▶ _Instructions to follow_: Can you write out all of the lines below again, requests included, with each coordinate in the answers multiplied by 0.2 and rounded to a whole number, halves rounded up?

▶ _Recorded data_:
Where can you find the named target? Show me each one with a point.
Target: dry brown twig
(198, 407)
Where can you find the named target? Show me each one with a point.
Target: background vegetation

▶ _Complete output_:
Where can you find the named target? Show me each one with a point.
Target: dry brown twig
(40, 81)
Where can you find the named target? Show me each one with a point.
Target: background vegetation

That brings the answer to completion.